EXTRAIT À LIRE:
◆ ◆ ◆ ◆

Le CRAC, FMI des communes ?
Entre les charges qui augmentent et l’équilibre à respecter, les communes wallonnes bataillent pour boucler leur budget. Surtout la soixantaine sous Crac : sous plan de gestion après l’octroi d’un prêt de la Région. A Verviers, la plate-forme ACiDe remet en cause l’action de ce Centre régional d’aide aux communes.
Les villes et communes de Wallonie se grattent la tête sur l’ultime test de l’année : boucler et faire voter le budget 2017. Depuis plusieurs années, l’exercice se révèle » très délicat » pour des dizaines d’entre elles, glisse Katlyn Van Overmeire, conseillère à l’Union des villes et communes de Wallonie (UVCW). Délicat. Un joli mot pour démarrer son explication : les recettes communales n’augmentent pas mais les charges s’accumulent. En mai, l’UCVW pointait quelques causes : le tax-shift qui enlève des plumes aux centimes additionnels des communes, les transferts massifs de personnes de l’Onem vers le CPAS (coût : 60 millions d’euros), la prise en charge communale des zones de police qui augmente, au fur et à mesure que la dotation fédérale se racrapote… S’y ajoute l’obligation d’avoir un budget à l’équilibre.
Au jeu des chiffres, toutes les communes n’ont pas les mêmes facilités. En Région wallonne, une soixantaine d’entre elles (sur 262), les plus fragiles, voient d’ailleurs un invité largement méconnu du grand public peser, en coulisses, sur leurs choix budgétaires. Son nom sonne comme une fracture : le Crac. Le Centre régional d’aide aux communes. » Au départ, explique Isabelle Nemery, sa directrice, c’était un compte en banque qui servait à travailler sur la dette des grandes villes. En 1995, vu l’ampleur de la dette des communes, on a créé un parastatal pour gérer le compte mais aussi répondre à des nouvelles demandes des villes et communes en difficulté pour l’obtention d’une aide financière de la Région. » Le Crac octroie ainsi des prêts aux entités qui vacillent.
C’est un » mariage pour vingt ans « , dixit Isabelle Nemery : la Région intervient dans le remboursement du prêt à condition que la commune adopte un plan de gestion, bien carré, pour rétablir son équilibre budgétaire » de façon structurelle « . Ce plan concerne aussi les entités consolidées, comme le CPAS ou la zone de police, qui reçoivent des dotations des communes. Ce mariage a un impact clair : le Crac va, dès l’octroi du prêt, superviser et contribuer à l’élaboration des plans de gestion. » Dès que la commune aura un projet de budget, de modification budgétaire ou voudra prendre une décision ayant un impact important, le Crac doit être impliqué. Et ce avant l’envoi de documents aux conseillers communaux. »

◆ ◆ ◆ ◆

DONNÉES FOURNIES:

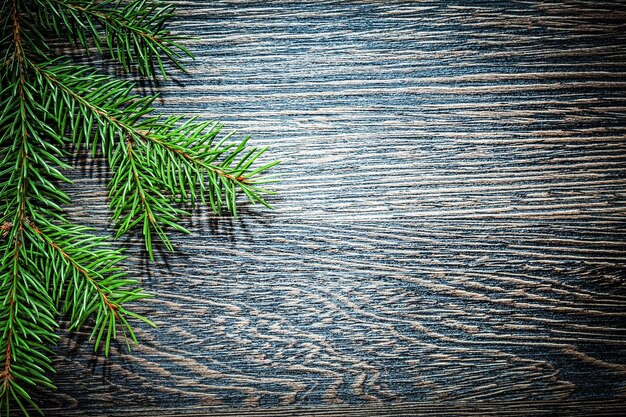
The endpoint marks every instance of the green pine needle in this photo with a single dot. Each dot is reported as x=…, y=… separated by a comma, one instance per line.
x=49, y=266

◆ ◆ ◆ ◆

DÉTAILS DE L'EXERCICE:
Recopiez mot pour mot le passage de l'extrait consacré au Crac qui va de « Entre les charges » à « ce Centre régional d’aide aux communes. », ces deux bornes comprises. Le matériel fourni n'a aucun rapport avec l'extrait.

RÉPONSE ATTENDUE:
Entre les charges qui augmentent et l’équilibre à respecter, les communes wallonnes bataillent pour boucler leur budget. Surtout la soixantaine sous Crac : sous plan de gestion après l’octroi d’un prêt de la Région. A Verviers, la plate-forme ACiDe remet en cause l’action de ce Centre régional d’aide aux communes.